# Gisburn with air ambulance drama..



## Francesca (6 May 2012)

Went to Gisburn today with some friends and tested my new On One Scandal, which was a dreammmmmmmmm to ride
View attachment 9100
, so light and quick. Unfortunately one of our friends decided to go down a few of the drop jumps and as he landed , his bike skidded and he smashed into a nearby tree. The noise he made and screams were upsetting, least to say the state he was in. Covered in blood and unable to move with laboured breathing, we called the emergency services, and thanks to the Air Ambulance guys , our friend was swiftly treated, and air lifted to Preston Royal Hospital. We were told he had more thank likely cracked some ribs and broken arm.
Incidents like this do put things into perspective, and the other riders that were around ensured the trail was closed whilst the services did their job. Everybody were fantastic and very helpful.
I even managed to wave and say hello to Mr Ed Oxley who was cycling past with his class of mountainbikers. Mr Oxley is a legend!!I hope to book a MTB course with him this year.
We had a great day , apart from the accident, but the weather was brilliant.


----------



## fossyant (6 May 2012)

Oh dear, and folk say road cycling is dangerous.

Hope he is OK - all part of the 'fun'.


----------



## Francesca (6 May 2012)

fossyant said:


> Oh dear, and folk say road cycling is dangerous.
> 
> Hope he is OK - all part of the 'fun'.


yeap! mountain biking is just as dangerous.


----------



## fossyant (6 May 2012)

I blame the tree - they don't half jump out at you. 

PS I'm not big on descending fast off road, or indeed do any drop offs - never been to a trail centre as there are loads of routes locally in the Peak, but I've always backed off mad descents and stuff, as my road cycling takes priority - i.e. don't get injured.

Hope he gets fixed up quick anyway.


----------



## Francesca (6 May 2012)

fossyant said:


> I blame the tree - they don't half jump out at you.
> 
> PS I'm not big on descending fast off road, or indeed do any drop offs - never been to a trail centre as there are loads of routes locally in the Peak, but I've always backed off mad descents and stuff, as my road cycling takes priority - i.e. don't get injured.
> 
> Hope he gets fixed up quick anyway.


cheers fossyant


----------



## fossyant (6 May 2012)

PS your bike looks a cracker !


----------



## james3001 (6 May 2012)

the hell with the bike your drop dead georgeous


----------



## james3001 (6 May 2012)

just noticed on the photo of the helicopter looks like the AA are branching into para medics!


----------



## NormanD (6 May 2012)

Hope your friend has a speedy recovery there Fran ... Nice to see you enjoyed the bike this weekend, but did you have to force your friend into the tree to win the race?  

AA (on nose of helicopter) = Air Ambulance registration code last two letters G-NWAA


----------



## Francesca (6 May 2012)

NormanD said:


> Hope your friend has a speedy recovery there Fran ... Nice to see you enjoyed the bike this weekend, but did you have to force your friend into the tree to win the race?

DIRECTIONS FOR THIS TASK: In the forum thread, which hospital was the injured friend airlifted to? The items aren't needed.

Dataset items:
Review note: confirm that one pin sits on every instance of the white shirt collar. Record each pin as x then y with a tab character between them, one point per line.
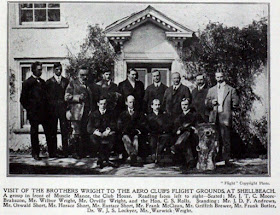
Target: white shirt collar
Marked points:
200	87
130	110
57	78
176	86
221	84
156	113
102	111
157	84
35	76
132	83
185	113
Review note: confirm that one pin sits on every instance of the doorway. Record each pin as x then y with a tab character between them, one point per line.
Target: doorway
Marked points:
145	72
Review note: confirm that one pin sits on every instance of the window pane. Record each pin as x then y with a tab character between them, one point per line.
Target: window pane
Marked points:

EXERCISE RESULT: Preston Royal Hospital.